Job: Retype every line of the material below verbatim, omitting the pictures from your output.

*** Data provided ***

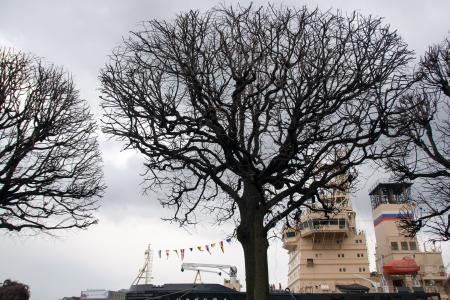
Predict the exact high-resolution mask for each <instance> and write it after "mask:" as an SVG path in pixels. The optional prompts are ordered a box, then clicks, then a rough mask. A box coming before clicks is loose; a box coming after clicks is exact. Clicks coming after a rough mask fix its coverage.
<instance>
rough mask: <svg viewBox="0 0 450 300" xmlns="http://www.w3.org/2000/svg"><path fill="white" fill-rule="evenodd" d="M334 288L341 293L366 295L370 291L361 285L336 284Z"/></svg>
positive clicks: (366, 287)
mask: <svg viewBox="0 0 450 300" xmlns="http://www.w3.org/2000/svg"><path fill="white" fill-rule="evenodd" d="M336 287H337V288H338V289H339V290H340V291H341V292H343V293H356V292H358V293H361V292H363V293H367V292H368V291H369V290H370V289H369V288H368V287H367V286H365V285H361V284H357V283H353V284H336Z"/></svg>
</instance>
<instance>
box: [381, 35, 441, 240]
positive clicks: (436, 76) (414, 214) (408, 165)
mask: <svg viewBox="0 0 450 300" xmlns="http://www.w3.org/2000/svg"><path fill="white" fill-rule="evenodd" d="M449 82H450V41H449V40H446V41H444V42H442V43H440V44H438V45H434V46H432V47H430V48H429V49H428V51H427V52H426V53H425V55H424V56H423V57H422V58H421V60H420V62H419V65H418V67H417V70H416V72H415V74H414V85H413V86H412V87H411V89H410V91H409V92H408V93H407V94H406V95H405V96H404V97H402V100H401V101H399V102H398V106H397V109H396V110H397V113H398V114H394V115H393V118H392V124H391V125H392V128H393V131H392V135H393V136H394V139H392V143H391V144H390V147H391V148H392V149H393V150H394V153H395V155H393V156H391V157H389V159H387V160H386V166H387V168H388V169H389V170H390V171H391V172H392V173H393V175H394V177H395V178H396V179H398V180H414V181H416V182H417V184H416V191H417V193H416V195H415V199H414V200H415V201H414V205H413V206H411V207H408V208H406V210H405V214H404V218H403V219H402V222H401V226H402V228H403V229H404V230H405V232H406V233H407V234H408V235H409V236H414V235H416V234H417V233H418V232H419V231H420V230H422V229H423V231H424V232H427V233H428V237H429V239H430V240H432V241H436V240H444V241H448V240H450V83H449ZM411 212H412V213H413V217H411Z"/></svg>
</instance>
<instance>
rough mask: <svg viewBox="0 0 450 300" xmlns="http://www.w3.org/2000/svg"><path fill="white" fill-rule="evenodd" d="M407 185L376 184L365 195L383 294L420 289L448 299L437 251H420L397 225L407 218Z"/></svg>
mask: <svg viewBox="0 0 450 300" xmlns="http://www.w3.org/2000/svg"><path fill="white" fill-rule="evenodd" d="M410 188H411V183H407V182H380V183H377V184H376V185H375V186H374V187H373V188H372V189H371V190H370V192H369V195H370V199H371V203H372V211H373V219H374V226H375V236H376V243H377V246H376V265H377V269H378V271H379V273H380V275H381V284H382V286H383V288H384V291H385V292H395V291H401V290H402V289H403V290H404V289H407V290H410V291H411V290H413V289H414V288H423V289H424V290H425V291H426V292H438V293H440V294H441V299H448V296H447V294H446V293H445V291H444V284H445V280H446V274H445V268H444V265H443V261H442V255H441V252H440V251H439V250H438V249H430V250H428V251H426V249H424V250H420V249H419V245H418V242H417V239H416V238H415V237H406V236H405V235H403V234H402V230H401V229H400V228H399V226H398V221H399V220H400V219H401V217H402V215H403V217H405V216H408V215H407V213H408V211H410V210H409V209H408V207H409V206H410V205H414V204H413V201H412V200H411V195H410V194H411V193H410V190H411V189H410Z"/></svg>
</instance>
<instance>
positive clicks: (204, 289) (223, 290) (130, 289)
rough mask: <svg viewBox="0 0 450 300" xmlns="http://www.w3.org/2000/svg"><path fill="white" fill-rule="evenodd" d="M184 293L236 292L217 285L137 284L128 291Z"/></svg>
mask: <svg viewBox="0 0 450 300" xmlns="http://www.w3.org/2000/svg"><path fill="white" fill-rule="evenodd" d="M150 290H153V291H184V290H197V291H211V292H233V293H235V292H236V291H235V290H233V289H230V288H227V287H225V286H223V285H221V284H217V283H201V284H194V283H166V284H163V285H153V284H139V285H132V286H131V287H130V291H134V292H137V291H150Z"/></svg>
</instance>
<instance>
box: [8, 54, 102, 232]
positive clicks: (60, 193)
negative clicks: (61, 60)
mask: <svg viewBox="0 0 450 300" xmlns="http://www.w3.org/2000/svg"><path fill="white" fill-rule="evenodd" d="M95 131H96V124H95V122H94V121H93V119H92V115H91V114H90V113H89V110H88V106H87V103H86V101H84V100H82V99H80V97H79V95H78V91H77V90H76V89H75V87H74V84H73V82H72V79H71V78H70V76H69V75H68V74H66V73H65V72H64V71H63V70H62V69H60V68H57V67H54V66H52V65H44V63H43V62H42V61H41V60H40V59H37V58H35V57H32V56H30V55H26V54H23V53H18V52H14V51H12V50H8V49H0V229H7V230H11V231H21V230H23V229H28V230H34V231H37V232H42V231H48V230H53V229H66V228H73V227H76V228H85V227H87V226H89V225H91V224H94V223H96V222H97V220H96V218H95V217H94V215H93V214H92V213H93V211H94V210H95V209H96V208H97V201H98V200H97V197H98V196H100V195H101V194H102V191H103V190H104V186H103V183H102V177H103V173H102V170H101V166H100V153H99V151H98V147H97V141H96V133H95Z"/></svg>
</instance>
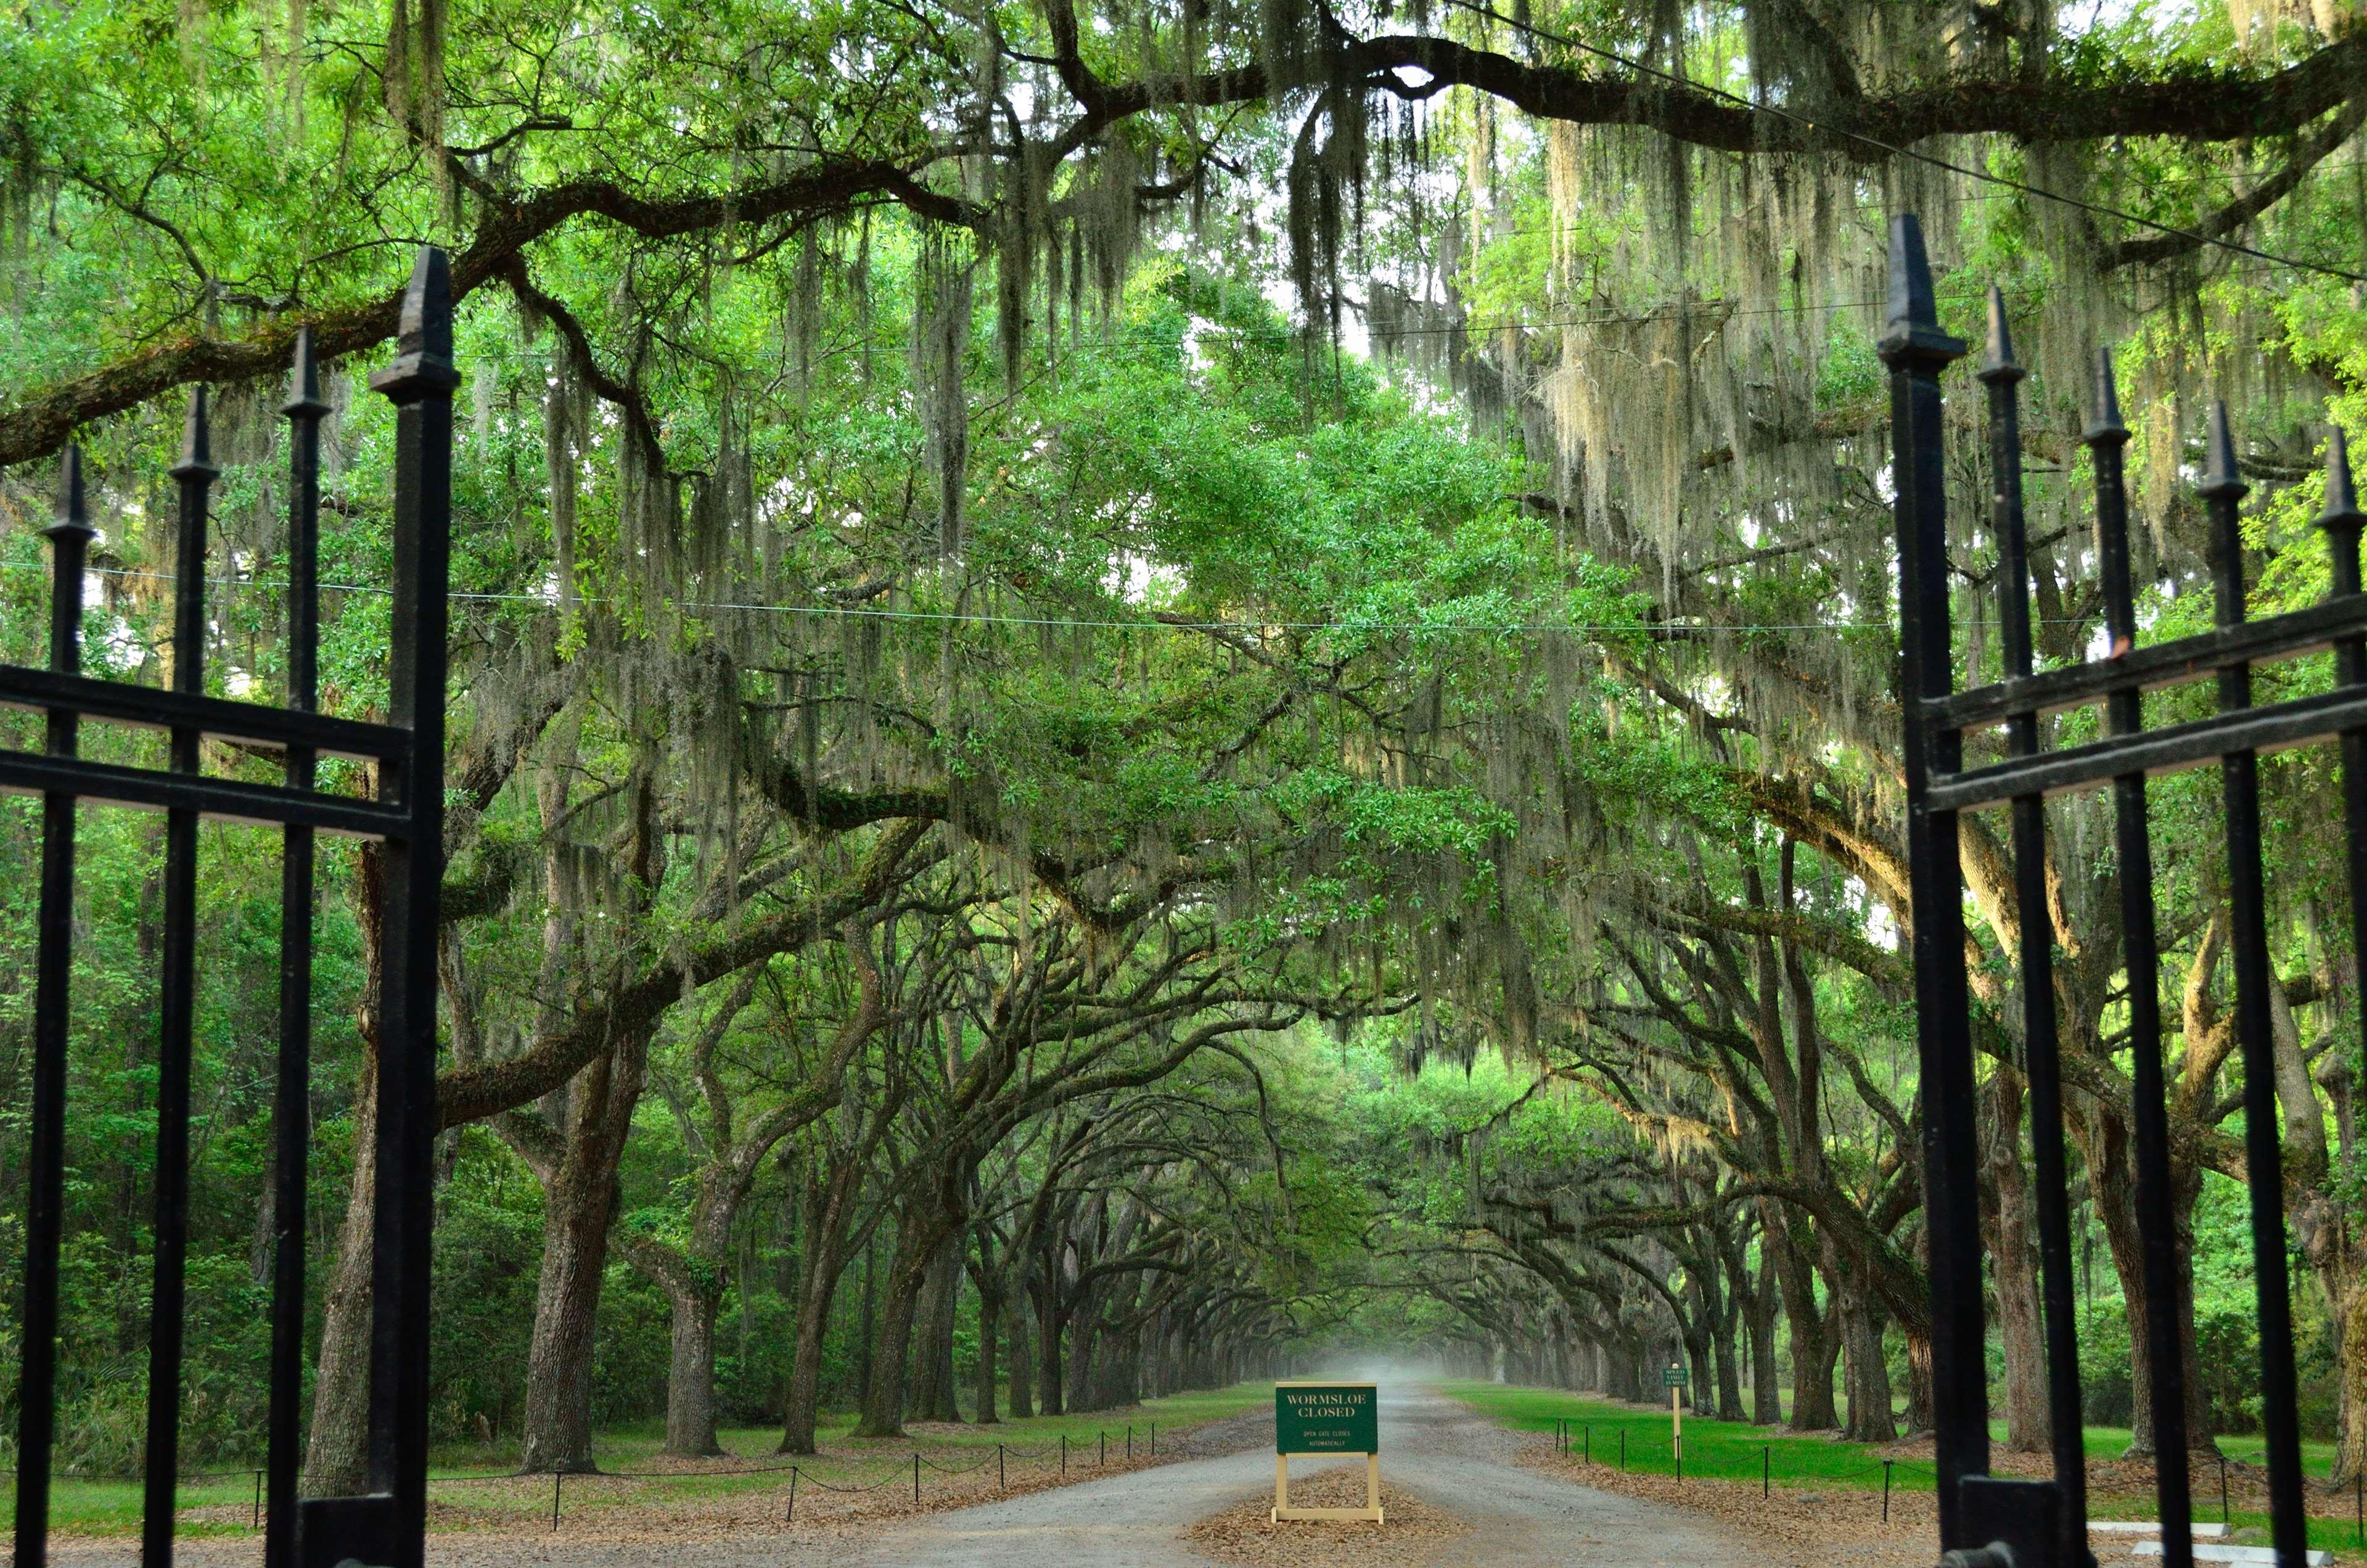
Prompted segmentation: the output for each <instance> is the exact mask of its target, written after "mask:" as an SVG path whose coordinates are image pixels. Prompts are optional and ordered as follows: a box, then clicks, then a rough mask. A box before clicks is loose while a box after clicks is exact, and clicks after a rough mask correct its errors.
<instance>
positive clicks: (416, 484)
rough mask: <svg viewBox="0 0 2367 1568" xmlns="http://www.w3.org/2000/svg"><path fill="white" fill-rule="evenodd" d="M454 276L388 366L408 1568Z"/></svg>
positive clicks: (425, 1305)
mask: <svg viewBox="0 0 2367 1568" xmlns="http://www.w3.org/2000/svg"><path fill="white" fill-rule="evenodd" d="M457 384H459V372H457V369H454V367H452V277H450V268H447V263H445V253H443V251H440V249H436V246H421V251H419V261H417V265H414V268H412V282H409V289H405V294H402V336H400V341H398V353H395V362H393V365H388V367H386V369H381V372H379V374H374V377H372V379H369V388H372V391H376V393H381V396H383V398H388V400H391V403H393V405H395V540H393V545H395V561H393V564H395V583H393V587H395V595H393V597H395V602H393V611H395V613H393V654H391V661H388V696H386V708H388V720H391V722H395V725H400V727H405V730H409V734H412V744H409V751H407V753H405V756H402V760H400V763H395V765H391V767H381V775H379V796H381V801H388V803H400V805H402V808H405V812H407V815H409V824H407V831H405V834H402V836H400V838H393V836H388V841H386V936H383V950H381V952H383V957H381V971H379V1018H381V1026H379V1123H376V1139H379V1189H376V1215H374V1220H376V1255H374V1258H372V1324H369V1416H372V1419H369V1485H372V1490H374V1492H383V1495H391V1497H393V1511H395V1518H393V1535H395V1540H393V1542H391V1544H395V1547H398V1554H395V1561H388V1563H383V1566H379V1568H421V1559H424V1547H426V1542H424V1537H426V1452H428V1262H431V1222H433V1151H436V924H438V900H440V886H443V730H445V616H447V611H445V587H447V578H450V554H452V388H454V386H457Z"/></svg>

*** End of Data provided ***

Response to this task:
Predict the exact high-resolution mask for each <instance> and write it after "mask:" as an SVG path in pixels. The optional prompts are ordered a box, then clicks, then a rough mask. A box coming before clicks is loose; a box coming after clicks is exact. Clicks coming after a rough mask fix its coverage.
<instance>
rough mask: <svg viewBox="0 0 450 300" xmlns="http://www.w3.org/2000/svg"><path fill="white" fill-rule="evenodd" d="M334 288L341 293L366 295L370 291L361 285L336 284Z"/></svg>
positive clicks: (366, 287)
mask: <svg viewBox="0 0 450 300" xmlns="http://www.w3.org/2000/svg"><path fill="white" fill-rule="evenodd" d="M336 287H337V288H338V289H339V290H340V291H341V292H343V293H356V292H358V293H361V292H363V293H367V292H368V291H369V290H370V289H369V288H368V287H367V286H365V285H361V284H357V283H353V284H336Z"/></svg>
</instance>
<instance>
box: [381, 35, 441, 240]
positive clicks: (436, 76) (414, 214) (408, 165)
mask: <svg viewBox="0 0 450 300" xmlns="http://www.w3.org/2000/svg"><path fill="white" fill-rule="evenodd" d="M449 82H450V41H449V40H446V41H444V42H442V43H440V44H438V45H434V46H432V47H430V48H429V49H428V51H427V52H426V53H425V55H424V56H423V57H422V58H421V60H420V62H419V65H418V67H417V70H416V72H415V74H414V85H413V86H412V87H411V89H410V91H409V92H408V93H407V94H406V95H405V96H404V97H402V100H401V101H399V102H398V106H397V109H396V110H397V113H398V114H394V115H393V118H392V124H391V125H392V128H393V131H392V135H393V136H394V139H392V143H391V144H390V147H391V148H392V149H393V150H394V153H395V155H393V156H391V157H389V159H387V160H386V166H387V168H388V169H389V170H390V171H391V172H392V173H393V175H394V177H395V178H396V179H398V180H414V181H416V182H417V184H416V191H417V193H416V195H415V199H414V200H415V201H414V205H413V206H411V207H408V208H406V210H405V214H404V218H403V219H402V222H401V226H402V228H403V229H404V230H405V232H406V233H407V234H408V235H409V236H414V235H416V234H417V233H418V232H419V231H420V230H422V229H423V231H424V232H427V233H428V237H429V239H430V240H432V241H436V240H444V241H448V240H450V83H449ZM411 212H412V213H413V217H411Z"/></svg>
</instance>
<instance>
rough mask: <svg viewBox="0 0 450 300" xmlns="http://www.w3.org/2000/svg"><path fill="white" fill-rule="evenodd" d="M407 185L376 184L365 195L383 294L420 289L448 299L437 251H420L397 225L407 218Z"/></svg>
mask: <svg viewBox="0 0 450 300" xmlns="http://www.w3.org/2000/svg"><path fill="white" fill-rule="evenodd" d="M410 188H411V183H407V182H380V183H377V184H376V185H375V186H374V187H373V188H372V189H371V190H370V192H369V195H370V199H371V203H372V211H373V219H374V226H375V236H376V243H377V246H376V265H377V269H378V271H379V273H380V275H381V284H382V286H383V288H384V291H385V292H395V291H401V290H402V289H403V290H404V289H407V290H410V291H411V290H413V289H414V288H423V289H424V290H425V291H426V292H438V293H440V294H441V299H448V296H447V294H446V293H445V291H444V284H445V280H446V274H445V268H444V265H443V261H442V255H441V252H440V251H439V250H438V249H430V250H428V251H426V249H424V250H420V249H419V245H418V242H417V239H416V238H415V237H406V236H405V235H403V234H402V230H401V229H400V228H399V226H398V221H399V220H400V219H401V217H402V215H403V217H405V216H408V215H407V213H408V211H410V210H409V209H408V207H409V206H410V205H414V204H413V201H412V200H411V195H410V194H411V193H410V190H411V189H410Z"/></svg>
</instance>
<instance>
positive clicks: (204, 289) (223, 290) (130, 289)
rough mask: <svg viewBox="0 0 450 300" xmlns="http://www.w3.org/2000/svg"><path fill="white" fill-rule="evenodd" d="M184 293L236 292L217 285L137 284L128 291Z"/></svg>
mask: <svg viewBox="0 0 450 300" xmlns="http://www.w3.org/2000/svg"><path fill="white" fill-rule="evenodd" d="M150 290H153V291H184V290H197V291H211V292H233V293H235V292H236V291H235V290H233V289H230V288H227V287H225V286H223V285H221V284H217V283H201V284H194V283H166V284H163V285H153V284H139V285H132V286H131V287H130V291H134V292H137V291H150Z"/></svg>
</instance>
<instance>
box: [8, 54, 102, 232]
positive clicks: (60, 193)
negative clicks: (61, 60)
mask: <svg viewBox="0 0 450 300" xmlns="http://www.w3.org/2000/svg"><path fill="white" fill-rule="evenodd" d="M95 131H96V124H95V122H94V121H93V119H92V115H91V114H90V113H89V110H88V106H87V103H86V101H84V100H82V99H80V97H79V95H78V91H77V90H76V89H75V87H74V84H73V82H72V79H71V78H70V76H69V75H68V74H66V73H65V72H64V71H63V70H62V69H60V68H57V67H54V66H52V65H44V63H43V62H42V61H41V60H40V59H37V58H35V57H32V56H30V55H26V54H23V53H18V52H14V51H12V50H8V49H0V229H7V230H11V231H21V230H23V229H28V230H34V231H37V232H42V231H48V230H53V229H66V228H73V227H76V228H85V227H87V226H89V225H91V224H94V223H96V222H97V220H96V218H95V217H94V215H93V214H92V213H93V211H94V210H95V209H96V208H97V201H98V200H97V197H98V196H100V195H101V194H102V191H103V190H104V186H103V183H102V177H103V173H102V170H101V166H100V153H99V151H98V147H97V141H96V133H95Z"/></svg>
</instance>
Prompted segmentation: the output for each <instance> is the exact mask of its target, written after "mask:" as an SVG path whose coordinates are image pixels. Prompts are optional and ordered as follows: a box, then clicks, then a rough mask. A box before clicks is loose while a box after clicks is exact, and clicks after a rough mask correct its errors.
<instance>
positive clicks: (416, 484)
rough mask: <svg viewBox="0 0 2367 1568" xmlns="http://www.w3.org/2000/svg"><path fill="white" fill-rule="evenodd" d="M454 276L388 366L408 1568Z"/></svg>
positive clicks: (425, 1305)
mask: <svg viewBox="0 0 2367 1568" xmlns="http://www.w3.org/2000/svg"><path fill="white" fill-rule="evenodd" d="M457 384H459V372H457V369H454V367H452V277H450V268H447V263H445V253H443V251H440V249H436V246H421V251H419V261H417V265H414V268H412V282H409V289H405V294H402V336H400V341H398V353H395V362H393V365H388V367H386V369H381V372H379V374H374V377H372V379H369V388H372V391H376V393H381V396H383V398H388V400H391V403H393V405H395V540H393V545H395V561H393V564H395V583H393V587H395V595H393V597H395V602H393V611H395V613H393V654H391V661H388V696H386V708H388V720H391V722H395V725H400V727H405V730H409V734H412V744H409V751H407V753H405V756H402V760H400V763H395V765H391V767H381V775H379V796H381V801H388V803H400V805H402V808H405V812H407V815H409V824H407V831H405V834H402V836H400V838H393V836H388V841H386V936H383V950H381V952H383V957H381V971H379V1018H381V1026H379V1123H376V1139H379V1189H376V1215H374V1220H376V1255H374V1258H372V1324H369V1416H372V1419H369V1485H372V1490H374V1492H383V1495H391V1497H393V1511H395V1518H393V1535H395V1540H393V1542H391V1544H395V1547H398V1554H395V1561H388V1563H383V1566H379V1568H421V1559H424V1547H426V1542H424V1537H426V1452H428V1262H431V1222H433V1151H436V924H438V900H440V886H443V730H445V616H447V611H445V587H447V578H450V554H452V388H454V386H457Z"/></svg>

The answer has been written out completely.